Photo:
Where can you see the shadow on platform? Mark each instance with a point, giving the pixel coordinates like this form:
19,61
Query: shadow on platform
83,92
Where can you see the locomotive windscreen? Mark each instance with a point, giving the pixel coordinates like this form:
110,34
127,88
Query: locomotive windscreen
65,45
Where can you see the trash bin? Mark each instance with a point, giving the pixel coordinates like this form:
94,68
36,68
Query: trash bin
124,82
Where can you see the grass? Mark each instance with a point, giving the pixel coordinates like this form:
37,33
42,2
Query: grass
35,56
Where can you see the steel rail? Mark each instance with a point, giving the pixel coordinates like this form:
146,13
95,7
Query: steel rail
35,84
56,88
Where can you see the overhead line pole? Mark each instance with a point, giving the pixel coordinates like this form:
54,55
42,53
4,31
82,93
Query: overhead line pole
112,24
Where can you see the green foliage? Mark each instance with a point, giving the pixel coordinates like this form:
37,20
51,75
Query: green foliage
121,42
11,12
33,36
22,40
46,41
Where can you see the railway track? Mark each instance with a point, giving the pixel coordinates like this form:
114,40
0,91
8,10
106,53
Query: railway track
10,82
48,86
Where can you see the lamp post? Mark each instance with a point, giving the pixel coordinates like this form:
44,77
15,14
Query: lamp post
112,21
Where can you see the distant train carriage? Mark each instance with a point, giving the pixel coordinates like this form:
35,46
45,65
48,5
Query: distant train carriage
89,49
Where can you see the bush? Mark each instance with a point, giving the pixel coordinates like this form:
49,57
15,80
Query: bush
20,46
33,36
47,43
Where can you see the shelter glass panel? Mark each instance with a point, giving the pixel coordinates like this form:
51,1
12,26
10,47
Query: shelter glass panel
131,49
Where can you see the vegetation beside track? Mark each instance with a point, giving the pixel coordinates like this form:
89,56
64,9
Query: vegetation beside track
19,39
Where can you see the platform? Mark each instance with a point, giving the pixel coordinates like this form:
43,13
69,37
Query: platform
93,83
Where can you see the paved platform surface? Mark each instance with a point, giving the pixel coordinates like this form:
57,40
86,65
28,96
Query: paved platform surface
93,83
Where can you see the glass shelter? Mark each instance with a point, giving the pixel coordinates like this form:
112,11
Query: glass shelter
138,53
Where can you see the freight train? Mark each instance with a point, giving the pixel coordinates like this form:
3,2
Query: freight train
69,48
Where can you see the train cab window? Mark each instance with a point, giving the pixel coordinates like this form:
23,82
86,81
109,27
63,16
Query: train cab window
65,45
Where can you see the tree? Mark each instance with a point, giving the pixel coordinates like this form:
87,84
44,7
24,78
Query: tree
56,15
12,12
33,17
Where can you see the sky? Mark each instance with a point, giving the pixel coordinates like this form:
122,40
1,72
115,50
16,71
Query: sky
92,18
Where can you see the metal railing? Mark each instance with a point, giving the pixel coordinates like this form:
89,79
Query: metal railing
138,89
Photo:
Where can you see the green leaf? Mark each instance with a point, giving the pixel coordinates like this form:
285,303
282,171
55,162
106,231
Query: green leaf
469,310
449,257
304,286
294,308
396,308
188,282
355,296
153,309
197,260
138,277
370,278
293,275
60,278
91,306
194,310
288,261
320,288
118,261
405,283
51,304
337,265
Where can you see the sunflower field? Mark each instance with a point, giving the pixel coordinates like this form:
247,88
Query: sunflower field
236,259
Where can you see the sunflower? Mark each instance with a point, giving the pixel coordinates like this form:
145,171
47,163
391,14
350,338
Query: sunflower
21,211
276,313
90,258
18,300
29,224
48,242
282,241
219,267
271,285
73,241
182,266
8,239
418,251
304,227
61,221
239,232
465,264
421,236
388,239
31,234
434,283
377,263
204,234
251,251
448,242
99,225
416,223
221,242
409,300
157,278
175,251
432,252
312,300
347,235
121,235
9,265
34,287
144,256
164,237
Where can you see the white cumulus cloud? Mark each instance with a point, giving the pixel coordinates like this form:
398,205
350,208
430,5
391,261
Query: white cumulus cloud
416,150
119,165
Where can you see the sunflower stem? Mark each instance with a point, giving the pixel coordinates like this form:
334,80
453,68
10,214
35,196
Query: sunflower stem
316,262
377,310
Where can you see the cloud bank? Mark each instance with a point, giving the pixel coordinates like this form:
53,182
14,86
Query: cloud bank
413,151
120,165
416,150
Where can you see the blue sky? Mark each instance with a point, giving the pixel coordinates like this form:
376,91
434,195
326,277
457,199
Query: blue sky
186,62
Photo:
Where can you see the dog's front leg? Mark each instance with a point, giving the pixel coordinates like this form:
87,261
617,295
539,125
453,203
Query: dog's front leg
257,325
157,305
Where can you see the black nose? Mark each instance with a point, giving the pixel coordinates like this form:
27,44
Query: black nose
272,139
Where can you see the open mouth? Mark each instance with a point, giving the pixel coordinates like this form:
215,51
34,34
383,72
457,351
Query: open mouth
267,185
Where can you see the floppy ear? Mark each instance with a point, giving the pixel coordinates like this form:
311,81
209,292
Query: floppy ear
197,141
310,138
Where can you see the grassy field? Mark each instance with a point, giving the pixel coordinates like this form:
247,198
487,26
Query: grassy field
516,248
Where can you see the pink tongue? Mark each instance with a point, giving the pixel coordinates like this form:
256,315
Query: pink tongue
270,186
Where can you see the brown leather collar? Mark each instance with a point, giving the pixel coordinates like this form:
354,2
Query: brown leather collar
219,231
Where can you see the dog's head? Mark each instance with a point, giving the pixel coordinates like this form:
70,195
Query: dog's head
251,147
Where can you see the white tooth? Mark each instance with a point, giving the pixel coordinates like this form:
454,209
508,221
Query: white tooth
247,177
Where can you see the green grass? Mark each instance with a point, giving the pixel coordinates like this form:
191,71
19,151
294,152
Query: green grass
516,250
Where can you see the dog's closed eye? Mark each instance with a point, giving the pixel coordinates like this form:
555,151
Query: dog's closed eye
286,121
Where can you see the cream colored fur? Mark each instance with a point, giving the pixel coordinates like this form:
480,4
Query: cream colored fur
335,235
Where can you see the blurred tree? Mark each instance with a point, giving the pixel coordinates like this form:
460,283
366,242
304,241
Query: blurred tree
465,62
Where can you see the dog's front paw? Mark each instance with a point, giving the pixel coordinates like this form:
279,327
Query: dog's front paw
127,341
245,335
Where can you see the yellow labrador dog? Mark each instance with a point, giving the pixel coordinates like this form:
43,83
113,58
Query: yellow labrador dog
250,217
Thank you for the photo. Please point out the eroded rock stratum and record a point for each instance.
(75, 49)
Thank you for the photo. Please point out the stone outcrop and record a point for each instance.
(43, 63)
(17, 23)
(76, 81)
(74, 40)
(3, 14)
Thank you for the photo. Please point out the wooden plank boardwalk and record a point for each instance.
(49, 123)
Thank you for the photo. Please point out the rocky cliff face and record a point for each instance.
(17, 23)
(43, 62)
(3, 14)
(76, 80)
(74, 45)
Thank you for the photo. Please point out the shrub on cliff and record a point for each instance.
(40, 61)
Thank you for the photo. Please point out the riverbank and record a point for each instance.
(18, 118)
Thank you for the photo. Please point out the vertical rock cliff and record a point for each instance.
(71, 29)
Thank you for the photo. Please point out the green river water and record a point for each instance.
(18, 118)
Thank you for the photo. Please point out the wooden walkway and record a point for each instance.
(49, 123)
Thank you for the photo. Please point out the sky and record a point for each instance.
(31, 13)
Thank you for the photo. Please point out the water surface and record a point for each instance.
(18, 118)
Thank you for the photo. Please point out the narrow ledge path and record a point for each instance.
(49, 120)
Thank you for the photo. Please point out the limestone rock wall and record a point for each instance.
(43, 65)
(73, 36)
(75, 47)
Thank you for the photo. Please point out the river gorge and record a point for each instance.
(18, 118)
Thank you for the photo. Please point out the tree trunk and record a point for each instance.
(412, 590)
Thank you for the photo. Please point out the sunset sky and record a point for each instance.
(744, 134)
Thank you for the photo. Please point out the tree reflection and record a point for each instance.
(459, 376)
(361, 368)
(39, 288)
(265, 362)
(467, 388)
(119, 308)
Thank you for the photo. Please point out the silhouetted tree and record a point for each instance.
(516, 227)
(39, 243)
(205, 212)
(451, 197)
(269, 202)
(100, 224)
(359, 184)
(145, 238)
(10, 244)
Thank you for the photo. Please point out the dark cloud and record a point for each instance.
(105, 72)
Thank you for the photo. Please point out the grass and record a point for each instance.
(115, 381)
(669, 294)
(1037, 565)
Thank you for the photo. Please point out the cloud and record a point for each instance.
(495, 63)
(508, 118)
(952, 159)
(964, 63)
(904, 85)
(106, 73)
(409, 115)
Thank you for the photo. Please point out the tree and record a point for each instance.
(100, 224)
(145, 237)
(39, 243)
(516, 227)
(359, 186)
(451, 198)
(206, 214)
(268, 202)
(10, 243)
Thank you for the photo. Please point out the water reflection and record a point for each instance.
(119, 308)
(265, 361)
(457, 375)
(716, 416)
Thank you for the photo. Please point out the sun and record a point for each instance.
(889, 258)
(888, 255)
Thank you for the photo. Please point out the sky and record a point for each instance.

============

The problem: Reproduce the lines above word for word, starting at the line that contains "Thank you for the photo. Please point out the cloud" and continuing through the final line.

Completed exercise:
Thank you for the photo. Please point out the cloud and record a point for each instance.
(495, 63)
(508, 118)
(952, 159)
(964, 63)
(904, 85)
(106, 73)
(409, 115)
Thank you for the photo. Please point out the tree and record a point for each instance.
(100, 224)
(145, 237)
(39, 243)
(516, 227)
(359, 186)
(451, 198)
(206, 214)
(268, 202)
(10, 243)
Thank you for the photo. Please point out the water reflection and record a point for each instance.
(119, 308)
(265, 361)
(457, 375)
(716, 416)
Thank you for the photo. Please point out the sun and record a point for each instance.
(889, 258)
(888, 255)
Thank you for the photo. Please point out the sky and record a point for each instance.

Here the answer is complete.